- EXTRACTED TEXT -
'''

Drawing of a mature tree with two thick long branches. On top it shows several leafless branches, and, on the bottom, the branches have several leaves. Behind the tree there is a tall tower with a pointy roof

Identification and Creation

Object Number
1957.100
People
Abraham Bloemaert, Dutch (Gorinchem, Netherlands 1566 - 1651 Utrecht, Netherlands)
Title
Study of a Tree
Classification
Drawings
Work Type
drawing
Date
c. 1644-1646
Culture
Dutch
Persistent Link
https://hvrd.art/o/297107

Physical Descriptions

Medium
Gray wash with black chalk and graphite, green and rose transparent watercolor, scraping and traces of white opaque watercolor on cream antique laid paper, toned with brown wash, framing lines in graphite and gray wash
Dimensions
16.3 x 26.9 cm (6 7/16 x 10 9/16 in.)
Inscriptions and Marks
  • watermark: Eagle with two heads, letter E and B on breast [similar to Heawood 1300, but with the additional letters; Amsterdam, 1644-6]

Provenance

Recorded Ownership History
[Robert M. Light & Co., Boston, Massachusetts], sold; to Fogg Art Museum, 1957.

'''

- EXERCISES TO COMPLETE -
1 > According to the catalog record for the tree drawing, who sold the work to the Fogg Art Museum, and in what year?
2 > Transcribe the catalog record for the tree drawing word for word, beginning at the words "Inscriptions and Marks" and stopping after "Art Museum, 1957.".
The lines that follow have no connection to the catalog record for the tree drawing.

- STORED DATA -

'''

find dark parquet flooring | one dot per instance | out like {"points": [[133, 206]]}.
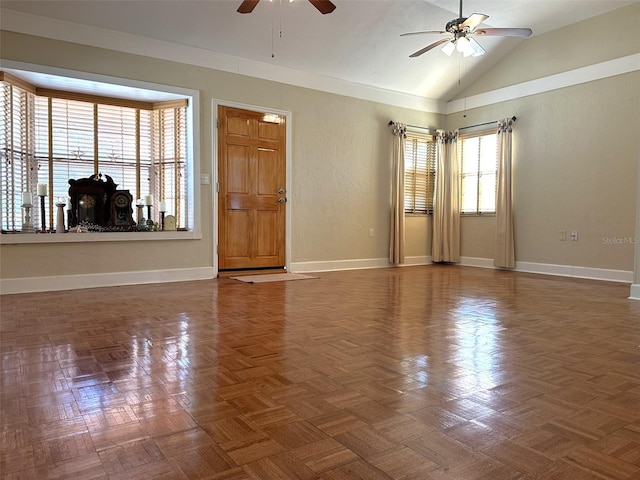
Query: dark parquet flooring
{"points": [[435, 372]]}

'''

- TASK-BY-TASK SOLUTIONS -
1 > Robert M. Light & Co., of Boston, Massachusetts, sold it to the Fogg Art Museum in 1957.

2 >
Inscriptions and Marks
  • watermark: Eagle with two heads, letter E and B on breast [similar to Heawood 1300, but with the additional letters; Amsterdam, 1644-6]

Provenance

Recorded Ownership History
[Robert M. Light & Co., Boston, Massachusetts], sold; to Fogg Art Museum, 1957.